Study text =>
-.-.-

Podcast: Download (Duration: 6:34 — 6.0MB)
Subscribe: More
Out of your heart, cry wonder,
Sing that we live.
These are the final words of one of my favorite readings in the UU hymnal, “Out of the Stars,” written by Robert Weston. I love the words because they have a beautiful rhythm when you read them, a gait which seems to lift up the miracles that they spell out: That we exist! That we are connected to everything! That we love!
I have always been moved by those words because, for me, the stars are such an immediate and consistent source of wonder. Stars elicit mystery from our youngest age. Every two-year-old who speaks English learns that expression of wonder, Twinkle, twinkle little star, how I wonder what you are… a simple way of expressing wonder and awe.
One of the great blessings of stars is that they are always there, a constant. Even if it is a cloudy night and we can’t see them, we know they are there. Thousands of years ago our ancestors learned to follow them in order to sail, plant, migrate and mark earth transitions.

-.-.-

Data provided =>
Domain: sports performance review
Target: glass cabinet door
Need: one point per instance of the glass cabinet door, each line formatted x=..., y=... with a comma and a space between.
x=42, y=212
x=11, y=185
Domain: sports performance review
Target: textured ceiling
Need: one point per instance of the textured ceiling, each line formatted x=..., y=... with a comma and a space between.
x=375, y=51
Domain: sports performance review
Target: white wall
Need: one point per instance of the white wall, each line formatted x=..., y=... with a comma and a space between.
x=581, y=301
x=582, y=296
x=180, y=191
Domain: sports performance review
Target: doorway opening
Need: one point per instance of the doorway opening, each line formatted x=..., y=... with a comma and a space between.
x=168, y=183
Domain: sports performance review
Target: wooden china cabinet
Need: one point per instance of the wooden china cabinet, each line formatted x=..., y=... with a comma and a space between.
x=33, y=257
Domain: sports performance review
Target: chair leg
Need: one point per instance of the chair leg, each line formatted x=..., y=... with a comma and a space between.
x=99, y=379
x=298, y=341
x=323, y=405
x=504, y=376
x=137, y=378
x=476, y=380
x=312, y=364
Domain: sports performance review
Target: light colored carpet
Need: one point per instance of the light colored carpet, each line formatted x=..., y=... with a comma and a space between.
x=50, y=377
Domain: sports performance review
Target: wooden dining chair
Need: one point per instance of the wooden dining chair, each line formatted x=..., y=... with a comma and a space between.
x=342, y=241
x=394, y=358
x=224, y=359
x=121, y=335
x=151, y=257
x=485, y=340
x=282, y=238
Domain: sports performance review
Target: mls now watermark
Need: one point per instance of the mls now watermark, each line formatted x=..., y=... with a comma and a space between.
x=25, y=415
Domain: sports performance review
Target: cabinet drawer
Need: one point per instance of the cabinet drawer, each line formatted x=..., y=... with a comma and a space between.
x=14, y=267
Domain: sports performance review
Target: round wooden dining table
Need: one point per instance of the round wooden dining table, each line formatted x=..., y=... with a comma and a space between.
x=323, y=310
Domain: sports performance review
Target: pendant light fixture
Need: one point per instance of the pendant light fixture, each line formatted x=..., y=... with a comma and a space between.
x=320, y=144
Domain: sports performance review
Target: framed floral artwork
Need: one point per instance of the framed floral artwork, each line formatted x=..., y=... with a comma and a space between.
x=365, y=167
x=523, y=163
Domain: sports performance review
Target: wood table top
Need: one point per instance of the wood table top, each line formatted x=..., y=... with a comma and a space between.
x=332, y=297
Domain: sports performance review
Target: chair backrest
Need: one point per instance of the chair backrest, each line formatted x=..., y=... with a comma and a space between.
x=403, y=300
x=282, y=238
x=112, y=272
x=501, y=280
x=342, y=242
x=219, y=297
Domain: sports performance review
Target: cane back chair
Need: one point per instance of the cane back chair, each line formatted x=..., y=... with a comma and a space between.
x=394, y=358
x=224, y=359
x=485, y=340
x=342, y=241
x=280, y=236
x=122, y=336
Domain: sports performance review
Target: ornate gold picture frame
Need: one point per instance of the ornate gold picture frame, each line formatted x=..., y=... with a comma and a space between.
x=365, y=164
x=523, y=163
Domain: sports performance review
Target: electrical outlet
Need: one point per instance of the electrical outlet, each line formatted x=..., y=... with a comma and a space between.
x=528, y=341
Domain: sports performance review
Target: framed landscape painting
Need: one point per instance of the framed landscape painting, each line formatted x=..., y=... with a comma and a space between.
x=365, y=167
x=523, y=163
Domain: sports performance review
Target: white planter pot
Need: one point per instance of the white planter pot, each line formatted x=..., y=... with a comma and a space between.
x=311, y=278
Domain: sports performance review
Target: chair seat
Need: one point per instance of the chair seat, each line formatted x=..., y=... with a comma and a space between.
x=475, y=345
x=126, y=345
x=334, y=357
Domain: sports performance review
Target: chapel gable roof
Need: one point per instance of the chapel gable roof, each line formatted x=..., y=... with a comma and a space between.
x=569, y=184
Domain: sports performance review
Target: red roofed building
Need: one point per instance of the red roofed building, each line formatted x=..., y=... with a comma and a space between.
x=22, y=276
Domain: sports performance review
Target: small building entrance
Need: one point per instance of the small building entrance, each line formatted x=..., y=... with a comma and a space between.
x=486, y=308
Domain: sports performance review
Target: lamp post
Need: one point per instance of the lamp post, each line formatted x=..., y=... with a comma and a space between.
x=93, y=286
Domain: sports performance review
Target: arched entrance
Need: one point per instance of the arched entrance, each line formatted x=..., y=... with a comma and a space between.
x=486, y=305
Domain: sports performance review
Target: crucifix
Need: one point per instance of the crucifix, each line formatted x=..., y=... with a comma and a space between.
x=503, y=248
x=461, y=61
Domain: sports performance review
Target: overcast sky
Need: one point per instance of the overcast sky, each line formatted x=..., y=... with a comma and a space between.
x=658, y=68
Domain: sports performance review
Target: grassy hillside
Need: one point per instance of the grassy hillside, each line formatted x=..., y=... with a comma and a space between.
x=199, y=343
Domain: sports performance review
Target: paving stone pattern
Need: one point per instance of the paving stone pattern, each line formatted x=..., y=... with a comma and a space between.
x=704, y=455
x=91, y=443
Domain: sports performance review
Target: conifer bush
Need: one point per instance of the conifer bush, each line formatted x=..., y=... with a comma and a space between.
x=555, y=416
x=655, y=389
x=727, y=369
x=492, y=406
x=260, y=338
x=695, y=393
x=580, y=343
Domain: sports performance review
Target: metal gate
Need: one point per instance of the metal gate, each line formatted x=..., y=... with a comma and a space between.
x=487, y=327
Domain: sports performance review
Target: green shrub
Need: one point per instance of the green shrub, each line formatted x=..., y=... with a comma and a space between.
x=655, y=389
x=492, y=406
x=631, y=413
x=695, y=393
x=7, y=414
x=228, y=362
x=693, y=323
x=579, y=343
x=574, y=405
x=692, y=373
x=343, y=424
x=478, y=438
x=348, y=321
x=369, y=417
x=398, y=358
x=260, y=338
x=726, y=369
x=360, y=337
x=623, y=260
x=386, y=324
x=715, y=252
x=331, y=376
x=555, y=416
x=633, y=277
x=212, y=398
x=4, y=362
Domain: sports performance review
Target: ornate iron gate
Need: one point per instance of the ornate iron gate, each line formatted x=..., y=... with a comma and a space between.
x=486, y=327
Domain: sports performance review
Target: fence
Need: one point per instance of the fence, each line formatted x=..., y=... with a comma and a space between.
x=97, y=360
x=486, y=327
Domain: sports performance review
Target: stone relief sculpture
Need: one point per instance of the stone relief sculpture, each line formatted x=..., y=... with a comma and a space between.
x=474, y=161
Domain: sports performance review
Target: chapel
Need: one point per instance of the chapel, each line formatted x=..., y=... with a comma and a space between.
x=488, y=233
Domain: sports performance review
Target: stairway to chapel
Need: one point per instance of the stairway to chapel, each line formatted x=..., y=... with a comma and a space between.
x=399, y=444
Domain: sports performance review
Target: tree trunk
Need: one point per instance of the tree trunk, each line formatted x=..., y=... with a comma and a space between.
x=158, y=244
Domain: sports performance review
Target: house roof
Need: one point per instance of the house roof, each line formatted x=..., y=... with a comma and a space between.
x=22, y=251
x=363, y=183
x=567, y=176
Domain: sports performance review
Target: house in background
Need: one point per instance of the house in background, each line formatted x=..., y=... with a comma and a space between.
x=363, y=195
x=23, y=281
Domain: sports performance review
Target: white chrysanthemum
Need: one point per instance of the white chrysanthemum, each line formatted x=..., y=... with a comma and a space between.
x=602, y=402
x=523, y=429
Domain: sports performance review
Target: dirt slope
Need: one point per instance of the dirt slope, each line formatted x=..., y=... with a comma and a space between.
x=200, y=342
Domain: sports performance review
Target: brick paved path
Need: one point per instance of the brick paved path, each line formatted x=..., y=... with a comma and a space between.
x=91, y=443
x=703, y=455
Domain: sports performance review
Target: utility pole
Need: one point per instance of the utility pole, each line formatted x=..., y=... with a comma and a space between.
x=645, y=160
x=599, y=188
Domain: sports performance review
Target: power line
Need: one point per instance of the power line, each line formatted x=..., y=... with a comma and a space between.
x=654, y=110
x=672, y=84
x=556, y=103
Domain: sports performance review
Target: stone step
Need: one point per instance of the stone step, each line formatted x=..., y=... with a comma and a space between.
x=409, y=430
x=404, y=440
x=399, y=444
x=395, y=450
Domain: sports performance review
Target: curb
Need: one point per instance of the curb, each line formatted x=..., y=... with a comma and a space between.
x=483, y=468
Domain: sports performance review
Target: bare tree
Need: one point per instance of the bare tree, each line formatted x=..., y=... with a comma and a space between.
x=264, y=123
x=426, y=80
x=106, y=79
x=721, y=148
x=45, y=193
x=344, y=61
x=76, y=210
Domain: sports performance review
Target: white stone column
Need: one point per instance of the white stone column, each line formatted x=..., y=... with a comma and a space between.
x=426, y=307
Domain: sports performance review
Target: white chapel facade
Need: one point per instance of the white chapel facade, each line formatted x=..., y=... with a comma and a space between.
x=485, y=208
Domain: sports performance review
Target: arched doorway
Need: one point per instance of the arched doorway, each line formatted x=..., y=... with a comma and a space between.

-.-.-

To do =>
(1) Print the reflection on stars between "Podcast: Download (Duration: 6:34" and "That we love!", inclusive.
(2) According to the reflection on stars, what did our ancestors learn to follow the stars in order to do? List every purpose it names.
(3) Pick up the reflection on stars after its final sentence and keep writing.

Response list =>
(1)
Podcast: Download (Duration: 6:34 — 6.0MB)
Subscribe: More
Out of your heart, cry wonder,
Sing that we live.
These are the final words of one of my favorite readings in the UU hymnal, “Out of the Stars,” written by Robert Weston. I love the words because they have a beautiful rhythm when you read them, a gait which seems to lift up the miracles that they spell out: That we exist! That we are connected to everything! That we love!

(2)
sail
plant
migrate
mark earth transitions

(3)
And even in this time when governments and corporations have devised ways to own rivers, oceans, airspace, water, even the very cells of plants and animals and our own bodies, no one has figured out how to own the heavens. (OK, I know, corporations are working on this in various ways, but they still haven’t gotten there.) Stars are there for everyone. They are there for the rich and the poor, people in refugee camps and prisons, people in slavery, right up in the sky shining their light on all who have a window to see out from. Sure, pollution may dim the lights in some places more than others, but no one needs to buy a ticket to look up. So they are present for all of us, in constancy and in radical egalitarian generosity.
And here’s another mystery—something scientists say which is so weird it’s hard to even believe—we come from the stars, all of us here. That’s not just poetry, it’s science!
Stars are in some cosmic sense our ancestors. We are stardust! This can give us a very big perspective on ourselves as humans—who we are and who we might be. It could fill us with pride, and it could also fill us with humility—are we manifesting stardust well? Are we shining radiantly, ever present for all? Imagining that we come from the stars can call us to enter the world of mystery and wonder.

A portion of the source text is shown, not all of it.